- Requirement
A verbatim copy of all entries is the expected output.

------ Data provided

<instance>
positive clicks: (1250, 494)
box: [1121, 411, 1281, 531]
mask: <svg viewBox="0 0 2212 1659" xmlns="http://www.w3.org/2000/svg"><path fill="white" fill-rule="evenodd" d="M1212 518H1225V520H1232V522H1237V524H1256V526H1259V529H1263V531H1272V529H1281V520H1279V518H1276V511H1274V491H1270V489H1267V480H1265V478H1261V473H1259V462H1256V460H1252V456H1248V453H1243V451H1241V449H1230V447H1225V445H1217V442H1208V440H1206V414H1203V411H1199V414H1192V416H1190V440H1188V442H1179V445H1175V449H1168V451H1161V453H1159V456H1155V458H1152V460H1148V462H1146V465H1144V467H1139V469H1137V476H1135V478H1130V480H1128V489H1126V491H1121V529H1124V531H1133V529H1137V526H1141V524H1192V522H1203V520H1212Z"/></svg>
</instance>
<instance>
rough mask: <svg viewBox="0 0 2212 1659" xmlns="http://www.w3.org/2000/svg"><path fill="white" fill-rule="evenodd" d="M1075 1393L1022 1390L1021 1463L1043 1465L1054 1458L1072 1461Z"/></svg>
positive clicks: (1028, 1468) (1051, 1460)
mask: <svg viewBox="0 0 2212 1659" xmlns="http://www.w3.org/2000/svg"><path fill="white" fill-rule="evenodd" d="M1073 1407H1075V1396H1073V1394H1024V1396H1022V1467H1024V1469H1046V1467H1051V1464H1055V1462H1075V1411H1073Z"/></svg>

------------

- Result below
<instance>
positive clicks: (1250, 494)
box: [1121, 411, 1281, 531]
mask: <svg viewBox="0 0 2212 1659" xmlns="http://www.w3.org/2000/svg"><path fill="white" fill-rule="evenodd" d="M1212 518H1225V520H1232V522H1237V524H1256V526H1259V529H1263V531H1272V529H1281V520H1279V518H1276V511H1274V491H1270V489H1267V480H1265V478H1261V473H1259V462H1256V460H1252V456H1248V453H1243V451H1241V449H1230V447H1225V445H1217V442H1208V440H1206V414H1203V411H1199V414H1192V416H1190V440H1188V442H1179V445H1175V449H1168V451H1161V453H1159V456H1155V458H1152V460H1148V462H1146V465H1144V467H1139V469H1137V476H1135V478H1130V480H1128V489H1126V491H1121V529H1124V531H1133V529H1137V526H1141V524H1192V522H1203V520H1212Z"/></svg>
</instance>
<instance>
rough mask: <svg viewBox="0 0 2212 1659" xmlns="http://www.w3.org/2000/svg"><path fill="white" fill-rule="evenodd" d="M1075 1393L1022 1390L1021 1463L1043 1465L1054 1458L1072 1461Z"/></svg>
positive clicks: (1028, 1468) (1051, 1460)
mask: <svg viewBox="0 0 2212 1659" xmlns="http://www.w3.org/2000/svg"><path fill="white" fill-rule="evenodd" d="M1073 1407H1075V1396H1073V1394H1024V1396H1022V1467H1024V1469H1046V1467H1051V1464H1055V1462H1075V1411H1073Z"/></svg>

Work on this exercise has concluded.